Extracted information:

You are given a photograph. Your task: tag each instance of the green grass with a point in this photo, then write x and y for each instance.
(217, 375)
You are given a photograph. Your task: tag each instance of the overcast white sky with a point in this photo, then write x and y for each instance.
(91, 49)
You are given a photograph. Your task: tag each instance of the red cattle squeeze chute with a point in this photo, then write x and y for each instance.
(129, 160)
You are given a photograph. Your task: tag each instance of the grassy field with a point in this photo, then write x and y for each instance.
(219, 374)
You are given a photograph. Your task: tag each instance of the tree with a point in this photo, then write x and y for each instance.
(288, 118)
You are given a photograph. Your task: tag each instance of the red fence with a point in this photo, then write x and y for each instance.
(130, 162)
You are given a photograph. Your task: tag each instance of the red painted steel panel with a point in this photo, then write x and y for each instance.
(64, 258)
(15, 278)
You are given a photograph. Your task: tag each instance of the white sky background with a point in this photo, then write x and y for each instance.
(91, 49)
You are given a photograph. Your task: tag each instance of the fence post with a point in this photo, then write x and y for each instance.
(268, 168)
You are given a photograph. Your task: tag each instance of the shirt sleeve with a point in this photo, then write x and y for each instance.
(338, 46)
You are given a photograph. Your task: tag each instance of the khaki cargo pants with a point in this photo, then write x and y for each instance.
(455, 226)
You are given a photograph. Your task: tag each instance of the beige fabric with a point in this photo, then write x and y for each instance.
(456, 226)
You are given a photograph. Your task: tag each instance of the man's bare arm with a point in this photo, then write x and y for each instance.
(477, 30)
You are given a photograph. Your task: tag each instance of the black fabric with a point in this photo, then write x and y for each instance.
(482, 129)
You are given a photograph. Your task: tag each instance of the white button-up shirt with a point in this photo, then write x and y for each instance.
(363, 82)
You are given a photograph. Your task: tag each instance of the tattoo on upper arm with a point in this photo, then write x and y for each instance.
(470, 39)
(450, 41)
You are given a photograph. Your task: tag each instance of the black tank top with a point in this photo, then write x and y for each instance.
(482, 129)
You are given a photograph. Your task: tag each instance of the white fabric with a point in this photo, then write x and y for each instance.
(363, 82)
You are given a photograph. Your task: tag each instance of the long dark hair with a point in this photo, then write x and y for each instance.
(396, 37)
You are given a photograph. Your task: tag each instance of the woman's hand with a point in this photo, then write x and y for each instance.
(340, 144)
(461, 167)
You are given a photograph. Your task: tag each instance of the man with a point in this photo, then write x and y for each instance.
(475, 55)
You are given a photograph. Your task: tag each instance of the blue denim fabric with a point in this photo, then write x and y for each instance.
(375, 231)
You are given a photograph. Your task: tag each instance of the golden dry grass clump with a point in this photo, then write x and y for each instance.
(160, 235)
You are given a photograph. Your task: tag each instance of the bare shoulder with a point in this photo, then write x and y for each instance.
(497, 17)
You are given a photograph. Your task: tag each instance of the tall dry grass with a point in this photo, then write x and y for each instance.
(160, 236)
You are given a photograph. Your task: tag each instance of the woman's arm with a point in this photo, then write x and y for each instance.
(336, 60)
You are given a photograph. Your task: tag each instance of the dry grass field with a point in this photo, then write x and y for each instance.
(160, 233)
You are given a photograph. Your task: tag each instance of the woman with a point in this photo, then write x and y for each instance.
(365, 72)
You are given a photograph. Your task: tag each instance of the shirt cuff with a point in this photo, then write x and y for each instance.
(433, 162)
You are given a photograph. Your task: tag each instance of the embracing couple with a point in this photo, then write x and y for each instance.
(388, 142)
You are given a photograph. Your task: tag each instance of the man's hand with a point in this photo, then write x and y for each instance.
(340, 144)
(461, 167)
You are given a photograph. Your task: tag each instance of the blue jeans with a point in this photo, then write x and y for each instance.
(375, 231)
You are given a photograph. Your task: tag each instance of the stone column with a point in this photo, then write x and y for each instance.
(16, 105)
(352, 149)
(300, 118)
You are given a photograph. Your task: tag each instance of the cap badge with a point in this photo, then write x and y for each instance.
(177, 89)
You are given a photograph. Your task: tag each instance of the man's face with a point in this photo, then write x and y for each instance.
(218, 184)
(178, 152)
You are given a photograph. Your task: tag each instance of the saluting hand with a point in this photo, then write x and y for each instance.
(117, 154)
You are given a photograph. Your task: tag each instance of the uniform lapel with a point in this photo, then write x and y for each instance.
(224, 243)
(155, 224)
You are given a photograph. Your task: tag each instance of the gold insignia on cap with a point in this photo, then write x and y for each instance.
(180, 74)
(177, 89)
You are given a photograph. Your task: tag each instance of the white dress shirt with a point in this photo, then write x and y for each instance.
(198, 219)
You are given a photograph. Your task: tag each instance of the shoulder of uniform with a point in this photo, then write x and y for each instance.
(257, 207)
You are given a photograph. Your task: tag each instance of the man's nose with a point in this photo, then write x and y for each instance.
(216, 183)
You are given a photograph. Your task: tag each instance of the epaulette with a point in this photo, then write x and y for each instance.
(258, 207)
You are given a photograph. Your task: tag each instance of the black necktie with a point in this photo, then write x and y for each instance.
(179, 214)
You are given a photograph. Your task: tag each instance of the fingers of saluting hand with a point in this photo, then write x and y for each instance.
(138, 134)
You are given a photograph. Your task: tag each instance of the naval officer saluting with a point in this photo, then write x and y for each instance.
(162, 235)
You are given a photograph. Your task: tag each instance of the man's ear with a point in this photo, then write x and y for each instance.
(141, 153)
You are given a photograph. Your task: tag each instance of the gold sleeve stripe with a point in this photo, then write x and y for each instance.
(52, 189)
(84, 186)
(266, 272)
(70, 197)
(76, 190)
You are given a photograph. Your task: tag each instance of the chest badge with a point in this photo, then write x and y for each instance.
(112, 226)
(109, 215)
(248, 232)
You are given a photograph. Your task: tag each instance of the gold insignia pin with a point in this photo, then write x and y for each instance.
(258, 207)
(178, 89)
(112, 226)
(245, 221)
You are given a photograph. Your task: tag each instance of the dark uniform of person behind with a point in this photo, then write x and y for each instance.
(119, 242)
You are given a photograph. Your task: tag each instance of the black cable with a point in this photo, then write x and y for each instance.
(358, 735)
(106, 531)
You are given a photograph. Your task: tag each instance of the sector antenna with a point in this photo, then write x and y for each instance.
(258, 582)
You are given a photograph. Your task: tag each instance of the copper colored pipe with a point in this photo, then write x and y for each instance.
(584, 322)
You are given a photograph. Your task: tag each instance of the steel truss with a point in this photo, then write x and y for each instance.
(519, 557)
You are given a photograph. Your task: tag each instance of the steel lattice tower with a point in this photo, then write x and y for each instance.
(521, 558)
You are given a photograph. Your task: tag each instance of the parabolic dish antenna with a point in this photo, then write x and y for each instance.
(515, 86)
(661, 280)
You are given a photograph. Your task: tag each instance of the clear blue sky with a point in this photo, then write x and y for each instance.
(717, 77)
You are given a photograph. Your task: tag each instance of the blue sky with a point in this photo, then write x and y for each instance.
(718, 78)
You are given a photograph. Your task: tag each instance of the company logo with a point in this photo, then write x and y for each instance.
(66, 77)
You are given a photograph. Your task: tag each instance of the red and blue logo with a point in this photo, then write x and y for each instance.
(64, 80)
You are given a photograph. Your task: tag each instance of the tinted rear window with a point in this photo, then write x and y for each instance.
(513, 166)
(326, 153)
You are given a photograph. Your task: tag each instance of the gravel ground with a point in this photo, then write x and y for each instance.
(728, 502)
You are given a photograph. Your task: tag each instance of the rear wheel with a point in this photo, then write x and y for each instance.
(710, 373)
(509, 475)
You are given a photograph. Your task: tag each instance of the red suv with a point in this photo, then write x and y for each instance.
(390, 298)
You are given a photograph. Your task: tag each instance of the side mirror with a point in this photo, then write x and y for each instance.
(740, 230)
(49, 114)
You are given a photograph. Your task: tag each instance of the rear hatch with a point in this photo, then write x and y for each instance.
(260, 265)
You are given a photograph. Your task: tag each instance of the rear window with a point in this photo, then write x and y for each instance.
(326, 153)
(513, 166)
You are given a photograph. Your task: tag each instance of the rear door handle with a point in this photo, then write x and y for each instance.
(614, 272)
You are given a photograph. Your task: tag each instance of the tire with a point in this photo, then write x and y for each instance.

Task statement: What is needed is an exact printout of every line from the one with "of the tinted" through the end of the data, including both, and nothing more.

Solution to this problem:
You are given a photograph. Your task: tag each instance of the tinted rear window with a point in this photo, then write x and y for each instance.
(513, 166)
(326, 153)
You are given a photograph. Your task: tag each instance of the gravel ground with a point in this photo, then write x and y for each instance.
(728, 502)
You are given a photograph. Your task: tag each instance of the rear wheel with a point in this photo, then write x and y for each instance.
(710, 373)
(509, 475)
You are given a photograph. Your task: tag each instance of the red suv with a point in this photo, then write x and y for each instance.
(390, 298)
You are given a photograph. Your task: tag each instance of the side mirror with a point in this photo, then write x and y for each instance.
(740, 230)
(49, 114)
You are given a photograph. Your task: tag each instance of the rear hatch with a point in this photo, then write x and y for each instance.
(260, 265)
You are given a photograph. Your task: tag each instance of the rear window with a point in this photo, then write x and y for each instance.
(326, 153)
(513, 166)
You are given a photograph. Your task: tag each instance of the rear door handle with a point in this photo, then write x and y for each instance.
(614, 272)
You are given a photograph. Your task: tag each instance of the tire with a point in this photo, then write x and y for each instance.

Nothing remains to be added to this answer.